===== Exercise data =====

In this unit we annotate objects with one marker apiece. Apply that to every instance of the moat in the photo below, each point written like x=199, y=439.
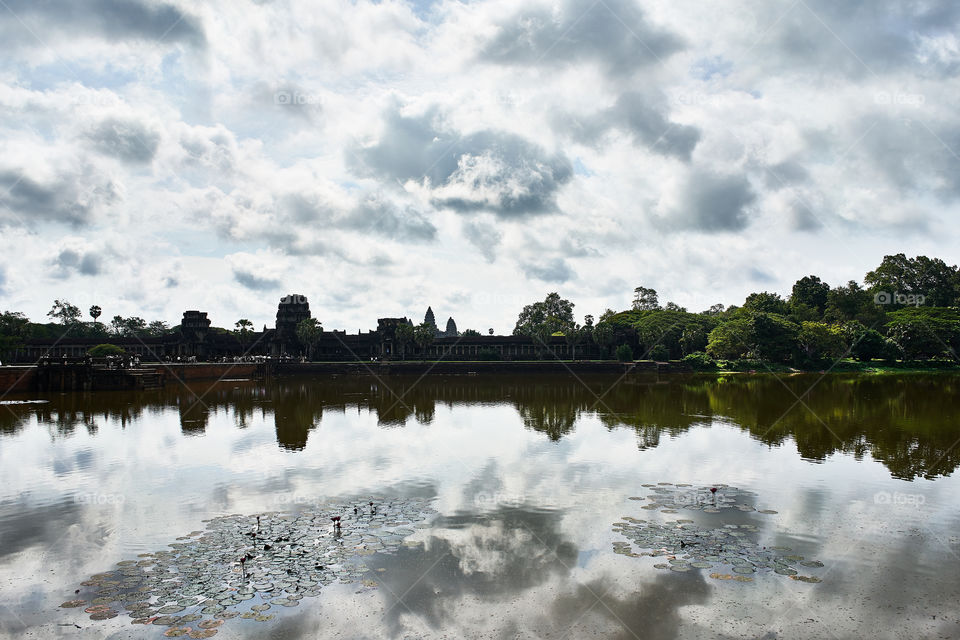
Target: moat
x=521, y=506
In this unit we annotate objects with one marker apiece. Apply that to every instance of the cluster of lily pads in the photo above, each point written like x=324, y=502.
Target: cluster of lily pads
x=671, y=498
x=686, y=546
x=265, y=560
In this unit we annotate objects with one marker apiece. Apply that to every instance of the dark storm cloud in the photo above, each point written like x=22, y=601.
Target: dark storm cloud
x=70, y=261
x=785, y=174
x=613, y=33
x=714, y=203
x=641, y=116
x=126, y=140
x=70, y=199
x=379, y=216
x=30, y=22
x=555, y=270
x=802, y=218
x=253, y=281
x=857, y=38
x=485, y=171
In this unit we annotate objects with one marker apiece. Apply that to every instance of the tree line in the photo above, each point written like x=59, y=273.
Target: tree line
x=906, y=309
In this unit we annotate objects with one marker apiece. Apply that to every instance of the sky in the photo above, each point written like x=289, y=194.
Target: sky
x=380, y=157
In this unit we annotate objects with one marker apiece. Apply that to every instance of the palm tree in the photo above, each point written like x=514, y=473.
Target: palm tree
x=310, y=332
x=244, y=328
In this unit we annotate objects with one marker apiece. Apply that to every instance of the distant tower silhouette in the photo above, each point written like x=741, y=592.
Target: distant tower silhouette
x=430, y=320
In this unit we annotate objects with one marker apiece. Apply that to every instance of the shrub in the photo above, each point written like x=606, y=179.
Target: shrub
x=102, y=350
x=700, y=362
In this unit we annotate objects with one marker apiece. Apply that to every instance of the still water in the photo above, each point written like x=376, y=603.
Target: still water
x=503, y=494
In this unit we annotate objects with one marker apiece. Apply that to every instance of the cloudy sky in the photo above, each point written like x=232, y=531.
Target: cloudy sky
x=160, y=155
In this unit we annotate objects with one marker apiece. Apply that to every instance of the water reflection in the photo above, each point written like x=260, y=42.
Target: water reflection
x=906, y=422
x=489, y=556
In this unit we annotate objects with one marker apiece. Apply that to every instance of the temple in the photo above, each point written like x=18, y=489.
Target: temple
x=194, y=339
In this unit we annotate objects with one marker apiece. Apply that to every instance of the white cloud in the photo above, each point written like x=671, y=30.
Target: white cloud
x=475, y=155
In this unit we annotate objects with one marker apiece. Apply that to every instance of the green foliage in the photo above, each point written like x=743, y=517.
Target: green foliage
x=244, y=330
x=932, y=278
x=540, y=320
x=925, y=332
x=103, y=350
x=865, y=344
x=811, y=292
x=423, y=335
x=819, y=342
x=309, y=333
x=645, y=299
x=66, y=313
x=624, y=353
x=852, y=302
x=766, y=302
x=731, y=340
x=767, y=336
x=667, y=334
x=404, y=335
x=699, y=362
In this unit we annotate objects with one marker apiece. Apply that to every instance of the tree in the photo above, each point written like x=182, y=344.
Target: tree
x=864, y=344
x=645, y=299
x=309, y=333
x=819, y=341
x=14, y=327
x=573, y=335
x=423, y=335
x=933, y=279
x=766, y=302
x=428, y=319
x=66, y=313
x=603, y=335
x=812, y=292
x=925, y=332
x=244, y=329
x=540, y=320
x=102, y=350
x=134, y=326
x=158, y=328
x=731, y=340
x=852, y=302
x=403, y=336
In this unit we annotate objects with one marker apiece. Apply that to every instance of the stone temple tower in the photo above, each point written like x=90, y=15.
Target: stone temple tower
x=292, y=309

=====

* [What you have to do] From the line that has "like x=59, y=273." through the line that has "like x=606, y=179.", copy every line exactly as it appears above, and leave out all others.

* [Finished task]
In this unit we annotate objects with one marker apiece. Apply that to every instance of the tree line in the photo above, each point written like x=59, y=273.
Target: tree line
x=906, y=309
In this unit we annotate objects with one marker apiece. Apply that to every instance of the sky in the photo above, each point written like x=289, y=194.
Target: sky
x=380, y=157
In this unit we annotate objects with one marker apiece. Apply that to every instance of the palm tree in the photo above, each point written like x=514, y=473.
Target: palm tree
x=310, y=332
x=244, y=328
In this unit we annotate objects with one marker apiece. Apply that to every instance of the distant tower silhouette in the photo above, each point written like x=741, y=592.
Target: distant tower silhouette
x=430, y=320
In this unit we annotate objects with one marker apiece. Apply that to every instance of the shrub in the photo above, each point written like x=606, y=179.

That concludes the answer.